"""

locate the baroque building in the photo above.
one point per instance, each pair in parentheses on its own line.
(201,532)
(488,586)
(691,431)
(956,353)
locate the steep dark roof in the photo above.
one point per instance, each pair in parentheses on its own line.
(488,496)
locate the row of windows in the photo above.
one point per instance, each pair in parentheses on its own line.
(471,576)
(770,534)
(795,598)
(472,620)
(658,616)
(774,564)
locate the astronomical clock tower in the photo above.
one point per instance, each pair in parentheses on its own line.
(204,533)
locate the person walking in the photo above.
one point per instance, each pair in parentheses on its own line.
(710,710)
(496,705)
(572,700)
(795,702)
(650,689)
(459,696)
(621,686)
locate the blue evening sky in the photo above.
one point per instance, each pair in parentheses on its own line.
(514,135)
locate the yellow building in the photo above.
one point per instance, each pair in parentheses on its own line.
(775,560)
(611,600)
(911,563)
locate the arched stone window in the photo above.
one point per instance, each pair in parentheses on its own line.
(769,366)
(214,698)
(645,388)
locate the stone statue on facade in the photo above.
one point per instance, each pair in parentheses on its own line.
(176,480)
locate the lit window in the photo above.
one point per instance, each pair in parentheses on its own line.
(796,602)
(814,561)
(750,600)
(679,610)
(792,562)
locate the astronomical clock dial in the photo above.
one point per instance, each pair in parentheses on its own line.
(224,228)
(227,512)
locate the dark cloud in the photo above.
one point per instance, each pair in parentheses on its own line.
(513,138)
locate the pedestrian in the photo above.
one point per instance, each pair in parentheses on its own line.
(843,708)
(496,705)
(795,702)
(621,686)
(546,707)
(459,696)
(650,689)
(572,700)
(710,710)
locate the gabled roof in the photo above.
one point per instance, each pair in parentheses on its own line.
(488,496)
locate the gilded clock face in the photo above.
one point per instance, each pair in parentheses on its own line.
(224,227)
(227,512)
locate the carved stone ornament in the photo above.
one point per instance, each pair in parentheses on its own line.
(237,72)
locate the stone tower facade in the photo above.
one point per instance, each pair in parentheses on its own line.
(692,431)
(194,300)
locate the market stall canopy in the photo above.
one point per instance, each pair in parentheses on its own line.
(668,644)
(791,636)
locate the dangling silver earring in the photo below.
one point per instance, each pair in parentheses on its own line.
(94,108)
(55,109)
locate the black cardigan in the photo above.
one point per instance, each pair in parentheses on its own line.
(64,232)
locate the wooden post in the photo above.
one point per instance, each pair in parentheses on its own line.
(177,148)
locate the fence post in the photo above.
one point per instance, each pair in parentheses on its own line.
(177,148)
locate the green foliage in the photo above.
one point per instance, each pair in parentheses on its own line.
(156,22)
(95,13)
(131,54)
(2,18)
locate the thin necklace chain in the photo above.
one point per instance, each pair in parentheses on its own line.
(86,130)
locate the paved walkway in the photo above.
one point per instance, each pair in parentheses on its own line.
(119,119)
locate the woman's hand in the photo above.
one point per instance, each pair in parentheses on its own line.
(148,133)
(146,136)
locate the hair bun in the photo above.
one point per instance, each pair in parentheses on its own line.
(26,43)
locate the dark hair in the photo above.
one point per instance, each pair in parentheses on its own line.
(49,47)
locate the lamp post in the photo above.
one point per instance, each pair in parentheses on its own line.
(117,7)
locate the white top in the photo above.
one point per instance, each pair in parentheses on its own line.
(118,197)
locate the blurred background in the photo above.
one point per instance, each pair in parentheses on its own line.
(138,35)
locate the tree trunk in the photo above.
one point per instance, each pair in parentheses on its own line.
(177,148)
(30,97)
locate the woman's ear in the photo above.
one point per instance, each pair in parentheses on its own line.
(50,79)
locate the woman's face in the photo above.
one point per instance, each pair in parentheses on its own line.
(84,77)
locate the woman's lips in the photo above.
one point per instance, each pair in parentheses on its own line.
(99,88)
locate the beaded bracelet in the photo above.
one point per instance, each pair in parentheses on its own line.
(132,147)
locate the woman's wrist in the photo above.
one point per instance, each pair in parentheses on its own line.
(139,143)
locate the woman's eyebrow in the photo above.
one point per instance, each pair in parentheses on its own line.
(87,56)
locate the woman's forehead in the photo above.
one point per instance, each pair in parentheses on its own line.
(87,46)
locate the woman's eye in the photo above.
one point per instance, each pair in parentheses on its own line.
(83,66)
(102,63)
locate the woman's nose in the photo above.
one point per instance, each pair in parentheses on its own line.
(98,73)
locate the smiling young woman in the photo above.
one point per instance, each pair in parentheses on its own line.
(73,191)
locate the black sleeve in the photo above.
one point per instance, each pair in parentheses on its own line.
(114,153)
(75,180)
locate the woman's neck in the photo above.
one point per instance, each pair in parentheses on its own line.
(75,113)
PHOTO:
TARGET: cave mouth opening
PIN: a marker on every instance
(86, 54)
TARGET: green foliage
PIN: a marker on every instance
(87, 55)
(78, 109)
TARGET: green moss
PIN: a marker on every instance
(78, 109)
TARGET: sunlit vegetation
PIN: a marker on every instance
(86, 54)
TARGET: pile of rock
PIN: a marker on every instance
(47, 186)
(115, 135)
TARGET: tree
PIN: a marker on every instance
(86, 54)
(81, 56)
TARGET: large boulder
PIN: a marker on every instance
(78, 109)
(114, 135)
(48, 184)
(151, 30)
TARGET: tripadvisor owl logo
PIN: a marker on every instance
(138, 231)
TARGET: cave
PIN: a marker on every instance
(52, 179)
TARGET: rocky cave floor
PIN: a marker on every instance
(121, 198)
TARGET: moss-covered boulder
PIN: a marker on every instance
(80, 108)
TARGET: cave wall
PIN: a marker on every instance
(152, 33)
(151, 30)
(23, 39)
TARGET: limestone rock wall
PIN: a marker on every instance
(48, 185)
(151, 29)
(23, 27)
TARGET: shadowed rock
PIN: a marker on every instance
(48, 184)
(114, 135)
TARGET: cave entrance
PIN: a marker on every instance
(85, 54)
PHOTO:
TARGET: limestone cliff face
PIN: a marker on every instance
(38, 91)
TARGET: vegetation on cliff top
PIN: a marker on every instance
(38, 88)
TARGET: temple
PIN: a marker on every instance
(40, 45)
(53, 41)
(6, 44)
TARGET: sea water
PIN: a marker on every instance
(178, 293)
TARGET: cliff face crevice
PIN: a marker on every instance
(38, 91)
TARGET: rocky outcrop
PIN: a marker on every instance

"""

| What needs to be done |
Each record is to be retyped exactly as it appears.

| Expected output |
locate the baroque building in the photo above.
one point per instance, each pair in parentheses on its own line.
(201,532)
(488,586)
(691,431)
(956,353)
locate the steep dark roof in the photo above.
one point per instance, each pair in parentheses on its own line.
(488,496)
locate the row of windows in the photo above.
one point per instance, each pair in parentheses on its own line.
(471,576)
(770,534)
(795,598)
(472,620)
(658,616)
(774,564)
locate the astronomical clock tower in the photo above.
one point per instance, each pair in parentheses on its own line.
(204,533)
locate the person walking in the photo above.
one point per instance, each pair in parentheses on its own line.
(710,710)
(496,705)
(572,700)
(795,702)
(650,689)
(459,696)
(621,686)
locate the blue evening sky in the photo above.
one point per instance, each pair in parentheses on its own line.
(514,135)
locate the yellow building in the photo above.
one point per instance, each pair in parentheses on its own line.
(775,560)
(611,600)
(911,563)
locate the arched stone window in the photo above.
one point per instance, each pair in parentheses on its own line.
(769,366)
(214,698)
(645,388)
locate the stone statue on facade in the photo above.
one point per instance, each pair in parentheses on its own line.
(176,480)
locate the lit window in the photo above.
one point per instance, each pair in parentheses on its own line.
(796,602)
(814,561)
(750,600)
(679,610)
(792,562)
locate the astronomical clock dial in the photo above.
one point per instance, each pair in parentheses on its own line.
(224,228)
(227,512)
locate the dark cloud in the photo above.
one point per instance, each pair in parentheses on its own line.
(513,138)
locate the pedestrian in the photo above.
one point per instance, each pair in parentheses on its own line.
(843,708)
(496,705)
(795,702)
(621,686)
(546,707)
(459,696)
(650,689)
(572,700)
(710,710)
locate the gabled roof in the photo above.
one point per instance, each pair in parentheses on its own line.
(488,496)
locate the gilded clock face in the photo above.
one point per instance, each pair in parentheses on its own line.
(224,227)
(227,512)
locate the carved stone ornament in the photo above.
one point per instance, each pair in parentheses on its own line.
(237,72)
locate the stone tower facade in the photo above.
one point per instance, each pair in parentheses on its own line.
(692,431)
(194,300)
locate the market stall canopy in the photo above.
one point per instance, each pair in parentheses on its own line.
(668,644)
(791,636)
locate the dangling silver earring in the photo below.
one point per instance, each pair in parentheses on its own line.
(94,108)
(55,109)
locate the black cardigan in the photo above.
one point per instance, each pair in parentheses on its own line.
(64,232)
locate the wooden post in the photo above.
one point per instance, each pair in parentheses on its own line.
(177,148)
locate the fence post in the photo above.
one point per instance, each pair in parentheses on its own line.
(177,148)
locate the green foliage in the photo above.
one point per instance, each pair in parentheses on its own line.
(156,22)
(95,13)
(131,54)
(2,18)
locate the thin necklace chain in the photo above.
one point per instance, each pair in parentheses on its own line.
(86,130)
locate the paved walkway in the photo above.
one point per instance, each pair in parentheses on its own line.
(119,119)
locate the woman's hand in the photo above.
one point per instance, each pair in parentheses on its own line.
(148,133)
(146,136)
locate the hair bun in the photo above.
one point per instance, each pair in parentheses on its own line.
(26,43)
locate the dark hair in the photo above.
one point per instance, each pair in parentheses on its own line.
(49,47)
locate the lamp post in the photo above.
one point per instance, each pair in parentheses on its own line.
(117,7)
locate the white top in the photo above.
one point per instance, each pair in parentheses on its own line.
(118,197)
locate the blurred background in the photo above.
one point per instance, each pair in parentheses on its own line.
(138,35)
locate the tree trunk in the photo above.
one point per instance, each pair in parentheses on its own line.
(177,148)
(30,97)
locate the woman's ear in the photo above.
one point per instance, each pair in parentheses on its own line.
(50,79)
locate the woman's face in the photo above.
one point per instance, each pair in parentheses on its own line.
(84,77)
locate the woman's lips in the photo above.
one point per instance, each pair in parentheses on its own line.
(99,88)
locate the beaded bracelet in the photo above.
one point per instance, each pair in parentheses on its own line.
(132,147)
locate the woman's wrist in the photo above.
one point per instance, each pair in parentheses on its own line.
(139,143)
locate the woman's eyebrow in the photo above.
one point per instance, each pair in parentheses on its own line.
(87,56)
locate the woman's forehead in the photo above.
one point per instance, each pair in parentheses on its own line.
(87,46)
locate the woman's eye in the photo above.
one point per instance, each pair in parentheses on its own line.
(83,66)
(102,63)
locate the woman's nose in the photo above.
one point per instance, each pair in parentheses on its own line.
(98,73)
locate the smiling young woman in the photo above.
one point per instance, each pair in parentheses on its own line.
(73,191)
locate the black sleeve in the photo above.
one point per instance, each pair in parentheses on its own line.
(114,153)
(75,180)
locate the woman's neck in the photo above.
one point per instance, each pair in parentheses on its own line.
(75,113)
PHOTO:
TARGET: cave mouth opening
PIN: a marker on every instance
(86, 54)
TARGET: green foliage
PIN: a marker on every instance
(87, 55)
(78, 109)
TARGET: green moss
PIN: a marker on every instance
(78, 109)
TARGET: sunlit vegetation
PIN: a marker on every instance
(86, 54)
TARGET: pile of rock
PIN: a marker on every instance
(47, 186)
(115, 135)
TARGET: tree
PIN: a marker on every instance
(86, 54)
(81, 56)
TARGET: large boulder
PIN: a marker on every instance
(78, 109)
(114, 135)
(48, 184)
(151, 30)
TARGET: tripadvisor owl logo
PIN: a marker on every instance
(138, 231)
TARGET: cave
PIN: a marker on every instance
(52, 179)
TARGET: rocky cave floor
PIN: a marker on every instance
(121, 198)
TARGET: moss-covered boulder
PIN: a marker on every instance
(80, 108)
TARGET: cave wall
PIN: a marker on every instance
(152, 33)
(151, 30)
(23, 39)
TARGET: limestone rock wall
PIN: a marker on every instance
(48, 185)
(151, 29)
(23, 27)
TARGET: shadowed rock
PIN: a marker on every instance
(48, 184)
(114, 135)
TARGET: cave entrance
PIN: a marker on every instance
(85, 54)
PHOTO:
TARGET: limestone cliff face
PIN: a marker on every instance
(38, 91)
TARGET: vegetation on cliff top
PIN: a marker on every instance
(38, 88)
TARGET: temple
PIN: a marker on every instance
(40, 45)
(53, 41)
(6, 44)
TARGET: sea water
PIN: a marker on every instance
(178, 293)
TARGET: cliff face crevice
PIN: a marker on every instance
(38, 91)
TARGET: rocky outcrop
PIN: a marker on every instance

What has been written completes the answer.